#### [The problem]
Pictures aside, reproduce exactly and only the lines below, starting at the one containing "Indicate the pink icing" and ending at the last line.
▬▬▬
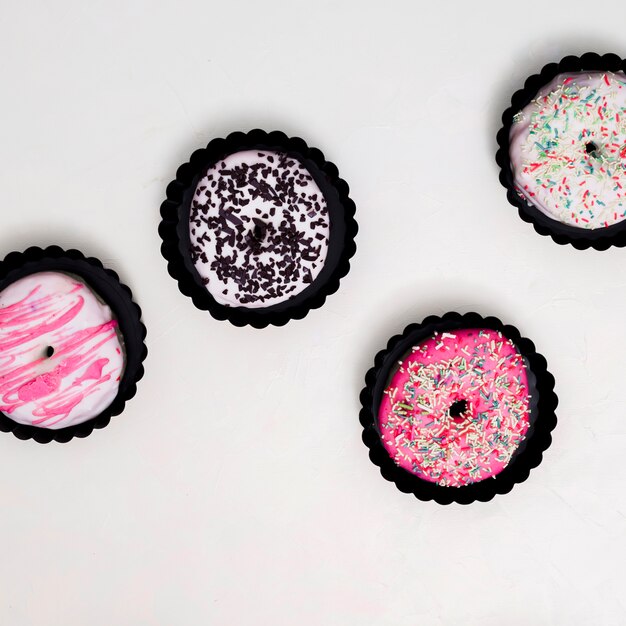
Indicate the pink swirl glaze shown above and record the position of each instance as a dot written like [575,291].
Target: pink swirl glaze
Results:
[81,378]
[457,408]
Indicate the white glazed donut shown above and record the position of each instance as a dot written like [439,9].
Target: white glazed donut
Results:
[568,149]
[60,355]
[259,229]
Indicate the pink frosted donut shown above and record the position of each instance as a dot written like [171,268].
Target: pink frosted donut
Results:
[61,359]
[457,408]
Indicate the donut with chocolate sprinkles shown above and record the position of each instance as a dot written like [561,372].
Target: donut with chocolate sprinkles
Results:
[259,228]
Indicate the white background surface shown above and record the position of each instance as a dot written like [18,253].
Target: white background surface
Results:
[235,489]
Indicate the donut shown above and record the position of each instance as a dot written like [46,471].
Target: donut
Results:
[568,149]
[259,228]
[61,358]
[457,408]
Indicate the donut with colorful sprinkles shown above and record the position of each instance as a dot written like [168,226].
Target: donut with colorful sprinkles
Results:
[568,149]
[458,408]
[562,151]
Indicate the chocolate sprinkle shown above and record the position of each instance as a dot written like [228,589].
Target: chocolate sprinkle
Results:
[263,223]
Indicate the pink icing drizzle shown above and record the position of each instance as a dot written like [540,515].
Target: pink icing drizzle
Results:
[53,388]
[479,368]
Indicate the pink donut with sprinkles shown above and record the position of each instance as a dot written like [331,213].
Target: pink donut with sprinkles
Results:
[457,408]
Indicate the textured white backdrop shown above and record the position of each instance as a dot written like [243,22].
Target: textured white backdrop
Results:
[235,490]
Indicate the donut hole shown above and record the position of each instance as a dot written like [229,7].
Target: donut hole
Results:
[457,409]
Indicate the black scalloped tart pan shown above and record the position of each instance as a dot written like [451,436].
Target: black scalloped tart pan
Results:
[174,228]
[528,455]
[580,238]
[106,284]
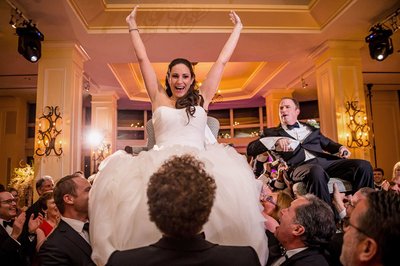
▬▬▬
#### [Answer box]
Indicate the pink icing drizzle shown above and record the position of each instance as a dot written like [540,515].
Target: pink icing drizzle
Results:
[53,388]
[479,368]
Indicate the pink donut with sprinkles shown above and record the position of each instance as a dot written like [331,213].
Target: pink donut with sprinkles
Results:
[457,408]
Indicate the textured white backdrop shown above and record the position of each instance as a dot written like [243,22].
Target: textured white backdrop
Results:
[235,490]
Indicate the donut hole shown above and record the position of each instance as a dot written like [229,7].
Target: donut hole
Results:
[457,409]
Indicate the black scalloped tart pan shown above and record the position of each instance as a dot written like [451,436].
Target: black scalloped tart pan
Results:
[174,228]
[528,455]
[580,238]
[106,284]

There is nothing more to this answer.